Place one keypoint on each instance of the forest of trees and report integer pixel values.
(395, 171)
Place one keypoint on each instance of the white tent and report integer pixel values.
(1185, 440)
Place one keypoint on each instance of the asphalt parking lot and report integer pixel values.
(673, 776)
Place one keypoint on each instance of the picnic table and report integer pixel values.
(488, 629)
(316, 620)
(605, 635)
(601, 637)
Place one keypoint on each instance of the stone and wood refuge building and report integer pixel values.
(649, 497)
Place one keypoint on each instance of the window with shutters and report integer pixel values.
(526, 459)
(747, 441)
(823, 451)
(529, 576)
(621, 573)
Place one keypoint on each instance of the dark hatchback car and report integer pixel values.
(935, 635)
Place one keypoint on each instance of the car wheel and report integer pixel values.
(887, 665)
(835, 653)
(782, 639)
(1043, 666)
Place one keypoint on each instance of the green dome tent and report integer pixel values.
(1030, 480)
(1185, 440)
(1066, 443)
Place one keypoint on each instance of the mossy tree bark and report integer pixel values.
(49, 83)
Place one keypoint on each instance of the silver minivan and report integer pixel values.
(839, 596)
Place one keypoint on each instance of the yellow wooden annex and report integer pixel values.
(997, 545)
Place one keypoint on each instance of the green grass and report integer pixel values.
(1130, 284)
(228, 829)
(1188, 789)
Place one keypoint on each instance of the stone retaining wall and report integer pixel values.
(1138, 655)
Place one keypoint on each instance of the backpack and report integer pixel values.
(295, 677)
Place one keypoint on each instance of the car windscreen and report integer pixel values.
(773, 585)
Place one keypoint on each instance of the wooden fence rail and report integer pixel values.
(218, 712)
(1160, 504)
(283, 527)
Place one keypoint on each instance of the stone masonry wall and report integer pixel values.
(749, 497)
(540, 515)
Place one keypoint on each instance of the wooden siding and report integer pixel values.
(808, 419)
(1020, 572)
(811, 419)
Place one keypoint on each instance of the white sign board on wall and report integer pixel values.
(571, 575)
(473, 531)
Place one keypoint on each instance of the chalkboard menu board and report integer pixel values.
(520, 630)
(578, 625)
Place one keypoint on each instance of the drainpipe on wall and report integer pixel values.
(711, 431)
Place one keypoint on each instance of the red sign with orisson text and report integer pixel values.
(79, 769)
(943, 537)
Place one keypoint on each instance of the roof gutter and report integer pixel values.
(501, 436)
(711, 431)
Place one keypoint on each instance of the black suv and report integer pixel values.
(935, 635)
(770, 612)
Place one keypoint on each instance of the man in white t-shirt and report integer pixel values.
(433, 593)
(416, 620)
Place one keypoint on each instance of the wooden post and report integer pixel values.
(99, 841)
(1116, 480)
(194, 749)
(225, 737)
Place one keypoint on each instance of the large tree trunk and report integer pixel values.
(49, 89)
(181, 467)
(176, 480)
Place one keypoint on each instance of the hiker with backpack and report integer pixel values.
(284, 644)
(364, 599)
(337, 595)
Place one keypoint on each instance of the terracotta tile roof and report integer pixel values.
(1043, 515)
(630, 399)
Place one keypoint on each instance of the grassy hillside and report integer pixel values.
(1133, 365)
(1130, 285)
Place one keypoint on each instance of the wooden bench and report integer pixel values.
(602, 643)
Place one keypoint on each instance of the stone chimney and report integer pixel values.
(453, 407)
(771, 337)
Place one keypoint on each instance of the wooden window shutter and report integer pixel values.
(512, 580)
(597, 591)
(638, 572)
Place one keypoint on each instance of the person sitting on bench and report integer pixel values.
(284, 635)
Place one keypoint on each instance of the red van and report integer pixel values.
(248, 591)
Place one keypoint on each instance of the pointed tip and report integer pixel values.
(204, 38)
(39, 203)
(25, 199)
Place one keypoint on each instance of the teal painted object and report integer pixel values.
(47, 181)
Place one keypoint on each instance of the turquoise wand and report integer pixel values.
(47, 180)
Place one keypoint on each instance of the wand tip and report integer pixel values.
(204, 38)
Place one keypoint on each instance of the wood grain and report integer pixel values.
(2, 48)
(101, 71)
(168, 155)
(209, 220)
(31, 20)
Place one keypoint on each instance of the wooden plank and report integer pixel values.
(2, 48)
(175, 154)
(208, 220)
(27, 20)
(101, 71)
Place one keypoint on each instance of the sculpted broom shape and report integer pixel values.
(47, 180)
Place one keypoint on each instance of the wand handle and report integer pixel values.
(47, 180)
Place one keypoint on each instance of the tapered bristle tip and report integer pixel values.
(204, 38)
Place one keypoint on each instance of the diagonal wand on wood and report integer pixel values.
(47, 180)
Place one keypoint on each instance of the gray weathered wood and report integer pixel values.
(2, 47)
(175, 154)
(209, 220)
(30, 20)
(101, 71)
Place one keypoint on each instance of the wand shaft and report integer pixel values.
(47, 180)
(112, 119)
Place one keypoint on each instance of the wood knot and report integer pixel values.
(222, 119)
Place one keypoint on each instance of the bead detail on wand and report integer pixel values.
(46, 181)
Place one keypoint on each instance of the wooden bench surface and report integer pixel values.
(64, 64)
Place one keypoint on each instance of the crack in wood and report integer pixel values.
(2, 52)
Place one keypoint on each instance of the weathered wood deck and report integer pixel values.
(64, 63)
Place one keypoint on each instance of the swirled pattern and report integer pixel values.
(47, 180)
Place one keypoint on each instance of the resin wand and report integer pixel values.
******
- [Problem statement] Give all of the records above as a JSON list of strings, with one string per line and no entries for blank lines.

- [Written answer]
[
  "Place one keypoint on each instance of the forest of trees and report integer pixel values.",
  "(395, 171)",
  "Place one keypoint on each instance of the white tent and report integer pixel values.",
  "(1185, 440)",
  "Place one keypoint on each instance of the asphalt parking lot and report integer pixel values.",
  "(673, 776)",
  "Place one keypoint on each instance of the picnic table and report integer pixel values.",
  "(488, 629)",
  "(316, 620)",
  "(605, 635)",
  "(601, 637)",
  "Place one keypoint on each instance of the stone and wood refuge building and report integer pixel values.",
  "(649, 497)",
  "Place one keypoint on each instance of the window with shutters and report integer pixel values.",
  "(526, 459)",
  "(747, 441)",
  "(823, 451)",
  "(529, 576)",
  "(621, 573)",
  "Place one keypoint on each instance of the dark hatchback car and report integer pixel values.",
  "(935, 635)",
  "Place one keypoint on each instance of the car wheel and report integer pixel values.",
  "(887, 665)",
  "(835, 653)",
  "(782, 639)",
  "(1043, 666)",
  "Place one keypoint on each instance of the green dome tent and report integer pixel values.",
  "(1030, 480)",
  "(1185, 440)",
  "(1066, 443)",
  "Place one keypoint on each instance of the mossy tree bark and report integer pixel values.",
  "(49, 83)",
  "Place one keypoint on each instance of the silver minivan and report integer pixel values.",
  "(839, 596)",
  "Place one keypoint on each instance of the yellow wooden annex and report integer pixel values.",
  "(997, 545)",
  "Place one keypoint on each instance of the green grass and report integer pixel values.",
  "(1130, 284)",
  "(228, 829)",
  "(1188, 789)",
  "Place one keypoint on each instance of the stone retaining wall and report integer pixel values.",
  "(1138, 655)",
  "Place one keypoint on each instance of the backpack and report integer pixel values.",
  "(295, 677)",
  "Place one keypoint on each instance of the car windscreen and report integer pixel values.",
  "(773, 585)",
  "Place one keypoint on each instance of the wooden fence rail and report integer pixel values.",
  "(218, 712)",
  "(1160, 504)",
  "(283, 527)",
  "Place one keypoint on each instance of the stone masonry wall and report integer pixel values.",
  "(749, 497)",
  "(540, 515)",
  "Place one keypoint on each instance of the wooden siding and report integer pixel values.",
  "(808, 419)",
  "(1020, 572)",
  "(811, 419)",
  "Place one keypoint on each instance of the white sign board on wall and report integer pixel values.",
  "(571, 575)",
  "(473, 531)",
  "Place one keypoint on each instance of the chalkboard menu board and report integer pixel values.",
  "(520, 630)",
  "(578, 625)",
  "Place one keypoint on each instance of the drainpipe on wall and report integer pixel values.",
  "(711, 431)",
  "Place one keypoint on each instance of the red sign with orisson text and report integer pixel values.",
  "(79, 769)",
  "(943, 537)",
  "Place one keypoint on each instance of the roof gutter and report integer pixel values.",
  "(501, 436)",
  "(711, 431)",
  "Place one keypoint on each instance of the black suv and report integer pixel values.",
  "(935, 635)",
  "(770, 612)",
  "Place one keypoint on each instance of the man in white t-shirt and report integer pixel values.",
  "(433, 593)",
  "(416, 620)",
  "Place one keypoint on each instance of the wooden post and report integer pixel values.",
  "(99, 841)",
  "(1116, 480)",
  "(194, 749)",
  "(225, 737)",
  "Place one keypoint on each instance of the large tree trunk and report integer pixel values.",
  "(49, 89)",
  "(181, 467)",
  "(176, 480)",
  "Place one keypoint on each instance of the hiker with backpack and report integer pixel values.",
  "(284, 644)",
  "(364, 599)",
  "(337, 595)",
  "Place one keypoint on each instance of the terracotta tile roof and report integer pixel values.",
  "(1043, 515)",
  "(630, 399)",
  "Place one keypoint on each instance of the grassy hillside and report integer pixel values.",
  "(1133, 365)",
  "(1130, 285)",
  "Place one keypoint on each instance of the wooden bench and report integer pixel values.",
  "(602, 643)",
  "Place one keypoint on each instance of the stone chimney and report integer pixel values.",
  "(453, 407)",
  "(771, 337)",
  "Place one keypoint on each instance of the wooden window shutter and report integer pixel values.",
  "(512, 580)",
  "(597, 591)",
  "(638, 572)",
  "Place one keypoint on each instance of the person sitting on bench and report integer pixel values.",
  "(284, 635)",
  "Place one keypoint on each instance of the red van and report integer pixel values.",
  "(248, 591)",
  "Place one keypoint on each instance of the pointed tip and report integer pixel values.",
  "(204, 38)",
  "(39, 203)",
  "(25, 199)",
  "Place one keypoint on each instance of the teal painted object and report integer pixel values.",
  "(47, 181)",
  "Place one keypoint on each instance of the turquoise wand and report integer pixel values.",
  "(47, 180)",
  "Place one keypoint on each instance of the wand tip and report integer pixel values.",
  "(204, 38)",
  "Place one keypoint on each instance of the wood grain and report integer pixel values.",
  "(2, 48)",
  "(101, 71)",
  "(168, 155)",
  "(209, 220)",
  "(31, 20)",
  "Place one keypoint on each instance of the wooden plank and report integer pixel values.",
  "(2, 48)",
  "(175, 154)",
  "(208, 220)",
  "(27, 20)",
  "(101, 71)",
  "Place one keypoint on each instance of the sculpted broom shape and report integer pixel values.",
  "(47, 180)",
  "Place one keypoint on each instance of the wand handle and report integer pixel values.",
  "(47, 180)",
  "Place one keypoint on each instance of the tapered bristle tip and report integer pixel values.",
  "(204, 38)",
  "Place one keypoint on each instance of the diagonal wand on wood and report integer pixel values.",
  "(47, 180)",
  "Place one keypoint on each instance of the gray weathered wood and report integer pixel values.",
  "(2, 47)",
  "(175, 154)",
  "(209, 220)",
  "(30, 20)",
  "(101, 71)",
  "Place one keypoint on each instance of the wand shaft and report integer pixel values.",
  "(47, 180)",
  "(112, 119)",
  "Place one keypoint on each instance of the wood knot and report integer pixel values.",
  "(222, 119)",
  "Place one keypoint on each instance of the bead detail on wand and report integer pixel values.",
  "(46, 181)",
  "Place one keypoint on each instance of the wooden bench surface and report integer pixel values.",
  "(64, 64)",
  "Place one keypoint on each instance of the crack in wood and report integer pixel values.",
  "(2, 52)",
  "Place one keypoint on each instance of the weathered wood deck and report integer pixel values.",
  "(64, 63)",
  "Place one keypoint on each instance of the swirled pattern and report integer pixel values.",
  "(47, 180)",
  "Place one keypoint on each instance of the resin wand and report integer pixel values."
]